READING PASSAGE:
######
The structure has four central atoms. From left to right in the structure above they are N, C, C, and O.  Click the structure below to see a 3D manipulable model.

A Lewis structure depicts a nitrogen atom with one lone pair of electrons that is single bonded to two hydrogen atoms and a carbon atom. The atoms described are drawn with bonds that indicate a three-dimensional, tetrahedral shape around the nitrogen atom. The carbon is, in turn, single bonded to two hydrogen atoms and another carbon atom, and again, a tetrahedral, three dimensional configuration is indicated by the types of bonds. This second carbon atom is double bonded to an oxygen atom and single bonded to an oxygen that has two lone pairs of electrons and a single bond to a hydrogen atom.

Use VSEPR for each central atom independently. The electron-region geometries are

  • nitrogen––four regions of electron density; tetrahedral
  • carbon (CH2)––four regions of electron density; tetrahedral
  • carbon (COOH)—three regions of electron density; trigonal planar
  • oxygen (OH)—four regions of electron density; tetrahedral

The local structures are

  • nitrogen––three single bonds, one lone pair; trigonal pyramidal
  • carbon (CH2)—four single bonds, no lone pairs; tetrahedral
  • carbon (COOH)—three bonds (one double and two single), no lone pairs; trigonal planar
  • oxygen (OH)—two single bonds, two lone pairs; bent

Check Your Learning

Another amino acid is alanine, which has the Lewis structure shown here. Predict the electron-region geometry and local structure of the nitrogen atom, the three carbon atoms, and the oxygen atom with hydrogen attached. Draw a valid wedge-dash structure for alanine.

A Lewis structure depicts a nitrogen atom with two lone pairs of electrons that is single bonded to two hydrogen atoms and a carbon atom, which is, in turn, single bonded to a hydrogen atom, a methyl group and another carbon atom. This carbon atom is single bonded to an oxygen atom with two lone pairs of electrons and single bonded to an oxygen that has two lone pairs of electrons and a single bond to a hydrogen atom.

Answer:

Electron-region geometries: nitrogen—tetrahedral; carbon (CH)—tetrahedral; carbon (CH3)—tetrahedral; carbon (COOH)—trigonal planar; oxygen (OH)—tetrahedral.

Local structures: nitrogen—trigonal pyramidal; carbon (CH)—tetrahedral; carbon (CH3)—tetrahedral; carbon (COOH)—trigonal planar; oxygen (OH)—bent.

Click here to see a 3D molecular model. Make certain that the wedge-dash structure you drew agrees with the model. The model does not allow rotation around single bonds, so you may need to imagine how rotation around single bonds would affect the appearance of the structure.
######
PROVIDED DATA:
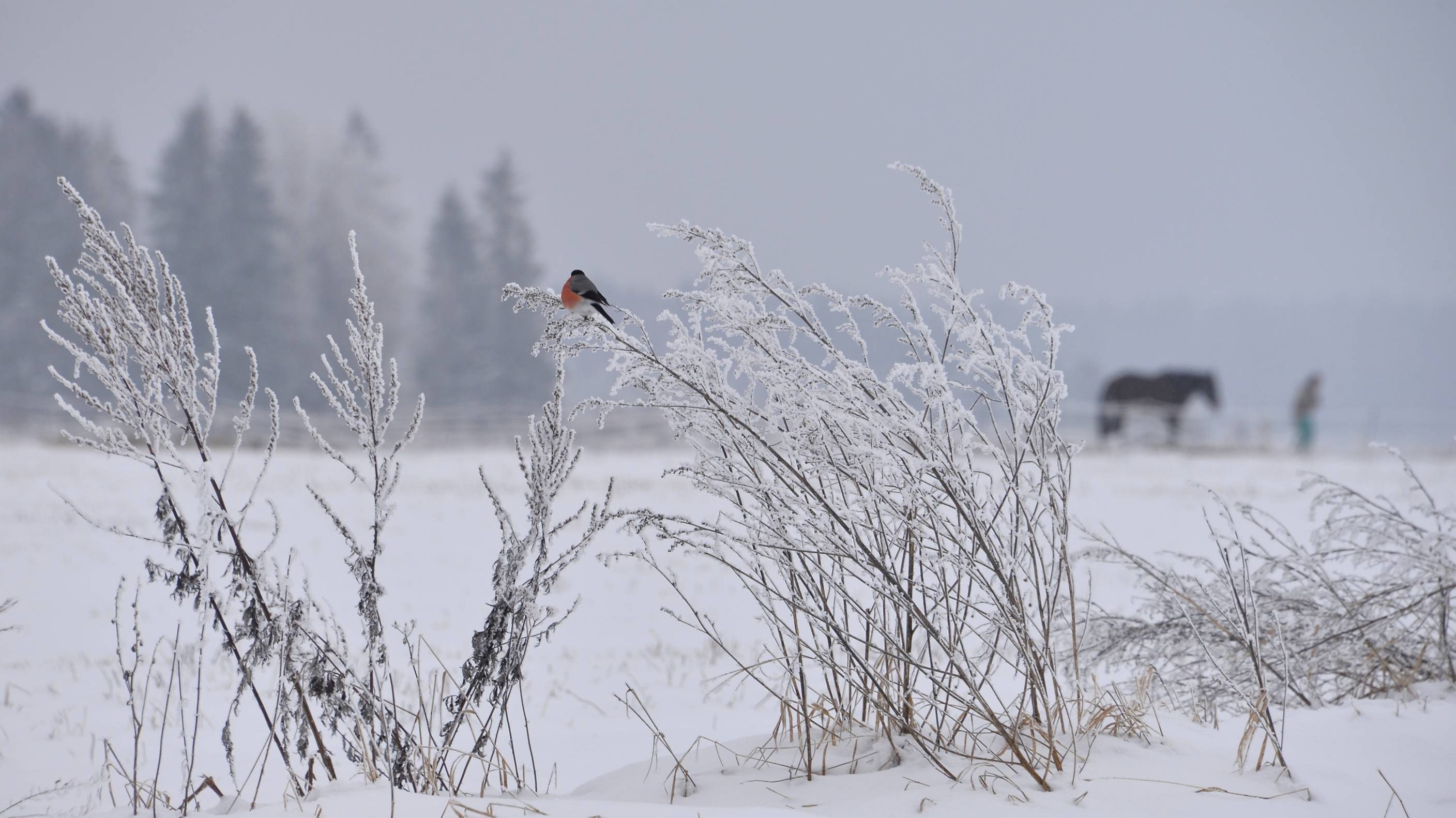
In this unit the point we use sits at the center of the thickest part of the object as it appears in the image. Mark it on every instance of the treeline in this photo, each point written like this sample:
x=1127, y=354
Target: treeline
x=254, y=220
######
THE TASKS:
[1] Answer these questions from the molecular geometry passage:
(a) From left to right, which four central atoms does the first structure have?
(b) What local structure is given for the oxygen (OH) atom in that first structure?
(c) What does the 3D model not allow?
[2] Carry the molecular geometry passage further, starting right after its final sentence.
The material placed after the molecular geometry passage is separate from it.

ANSWERS:
[1]
(a) N, C, C, and O.
(b) Bent, with two single bonds and two lone pairs.
(c) Rotation around single bonds.

[2]
Example 5

Molecular Simulation

For a few molecules the molecular shape simulator allows you to choose a molecular formula and see the molecular shape in 3D You can also construct a triatomic molecule with different types of bonds, show idealized bond angles and lone pairs by checking or unchecking the boxes under “Options” on the right, and also use the “Name” checkboxes at bottom-left to display or hide the electron-region geometry (called “electron geometry” in the simulator) and/or molecular geometry (called “molecular shape” in the simulator).

Build the molecule HCN in the simulator based on the following Lewis structure:

H-C≡N:

Click on each bond type or lone pair at right to add that group to the central atom. Once you have the complete molecule, rotate it to examine the predicted molecular structure. What molecular structure is this?

Solution

The molecular structure is linear.

Check Your Learning

Build a more complex molecule in the simulator. Identify the electron-region geometry, molecular geometry, and bond angles. Then try to find a chemical formula that would match the structure you have drawn.

Answer:

Answers will vary. For example, an atom with four single bonds, a double bond, and a lone pair has an octahedral electron-region geometry and a square pyramidal molecular geometry. XeOF4 is a molecule that adopts this structure.

D12.3 Chiral Molecules

Molecules with the same connectivity but different arrangements of the atoms in space are called stereoisomers. Geometric (cis-trans) isomers (see Section 8.5) are one type of stereoisomer.

Another type of stereoisomer is a pair of molecules that are mirror images that cannot be superimposed on each other. Such stereoisomers are called enantiomers (or optical isomers). These molecules are described as chiral (from the Greek word cheir, χειρ, meaning “hand”). Two substances that are enantiomers have identical physical properties but their chemical and physiological properties may differ. (An infamous example of different chemical and physiological properties involves the drug thalidomide.) Your hands, feet, and ears are examples of enantiomers. Your left and right hands are mirror images of each other, but you cannot superimpose them. Try putting your right glove on your left hand—it just doesn’t work.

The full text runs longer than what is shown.